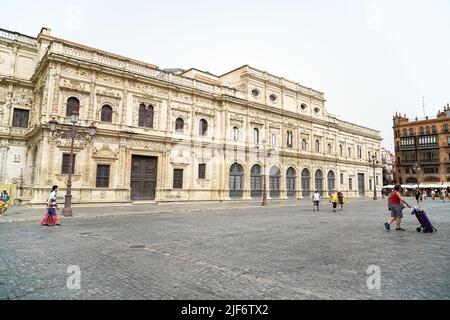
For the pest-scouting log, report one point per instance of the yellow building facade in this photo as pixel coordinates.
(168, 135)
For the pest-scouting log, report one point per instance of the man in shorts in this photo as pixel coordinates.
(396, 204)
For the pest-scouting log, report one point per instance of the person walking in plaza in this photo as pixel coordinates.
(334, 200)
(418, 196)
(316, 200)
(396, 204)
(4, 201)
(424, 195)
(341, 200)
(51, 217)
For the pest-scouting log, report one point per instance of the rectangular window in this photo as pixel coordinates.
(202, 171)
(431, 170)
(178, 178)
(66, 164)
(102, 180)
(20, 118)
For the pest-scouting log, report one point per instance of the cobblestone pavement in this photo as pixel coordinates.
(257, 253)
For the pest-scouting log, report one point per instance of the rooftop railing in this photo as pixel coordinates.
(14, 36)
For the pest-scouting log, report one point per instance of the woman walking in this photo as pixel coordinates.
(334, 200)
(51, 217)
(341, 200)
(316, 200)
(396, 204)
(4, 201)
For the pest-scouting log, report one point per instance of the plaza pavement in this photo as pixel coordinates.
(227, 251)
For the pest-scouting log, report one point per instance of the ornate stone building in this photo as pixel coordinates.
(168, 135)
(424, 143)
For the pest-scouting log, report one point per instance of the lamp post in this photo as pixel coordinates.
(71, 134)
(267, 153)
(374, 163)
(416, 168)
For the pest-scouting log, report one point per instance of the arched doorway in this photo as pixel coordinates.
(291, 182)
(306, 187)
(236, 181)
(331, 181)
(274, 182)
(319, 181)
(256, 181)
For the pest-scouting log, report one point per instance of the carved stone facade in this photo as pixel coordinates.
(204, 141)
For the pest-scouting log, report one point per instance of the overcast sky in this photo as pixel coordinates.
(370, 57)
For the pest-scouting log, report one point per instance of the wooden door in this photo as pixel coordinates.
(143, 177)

### TASK TO COMPLETE
Reproduce all of the records above verbatim, line by line, leaving out the pictures.

### THE RESULT
For the pest-scouting log, report one point per instance of the yellow building facade in this photo as pixel coordinates.
(168, 135)
For the pest-scouting log, report one point per instance of the man in shorts in this photo as pixel coordinates.
(396, 204)
For the pest-scouting log, report one point per instance of the person walking in plaza in this photo as pixel coordinates.
(334, 200)
(418, 196)
(316, 200)
(396, 204)
(4, 201)
(424, 195)
(341, 200)
(51, 217)
For the pest-scouting log, report one point per instance of the rectangular window in this photo as pixel coordinates.
(202, 171)
(431, 170)
(178, 178)
(66, 164)
(102, 180)
(20, 118)
For the pest-scouting log, report one point per instance of the cobblestone pavement in this photo as pixel coordinates.
(257, 253)
For the pest-scouting log, report one point per instance of the rooftop railing in this photo as pixel coordinates.
(14, 36)
For the pest-scouting log, report one point per instance of the woman walking in this photo as pixel coordinates.
(334, 200)
(51, 217)
(341, 200)
(316, 200)
(396, 204)
(4, 201)
For the pest-scouting log, report one point per instance of the plaza pavement in this photo as pixel coordinates.
(227, 251)
For the pest-scouting log, report one point per instance of the ornate stone building in this photo as pixel coordinates.
(168, 135)
(424, 143)
For the pest-scouting log, report one point per instance of the lamp post in this photo as pixel coordinates.
(71, 134)
(267, 153)
(374, 163)
(416, 168)
For the pest-scouting log, report one point per instance of the arched doorway in this photo as pixel coordinates.
(291, 182)
(306, 187)
(236, 181)
(331, 181)
(274, 182)
(319, 181)
(256, 181)
For the pest-scouting log, report one point per instance of the carved stone facade in this photo as pixel coordinates.
(204, 141)
For the pest-scouting log, report one point per instance of the overcast sky in this photo as pixel coordinates.
(370, 57)
For the pest-scouting log, report one point per instance of the wooden door in this photo as pixel coordinates.
(143, 177)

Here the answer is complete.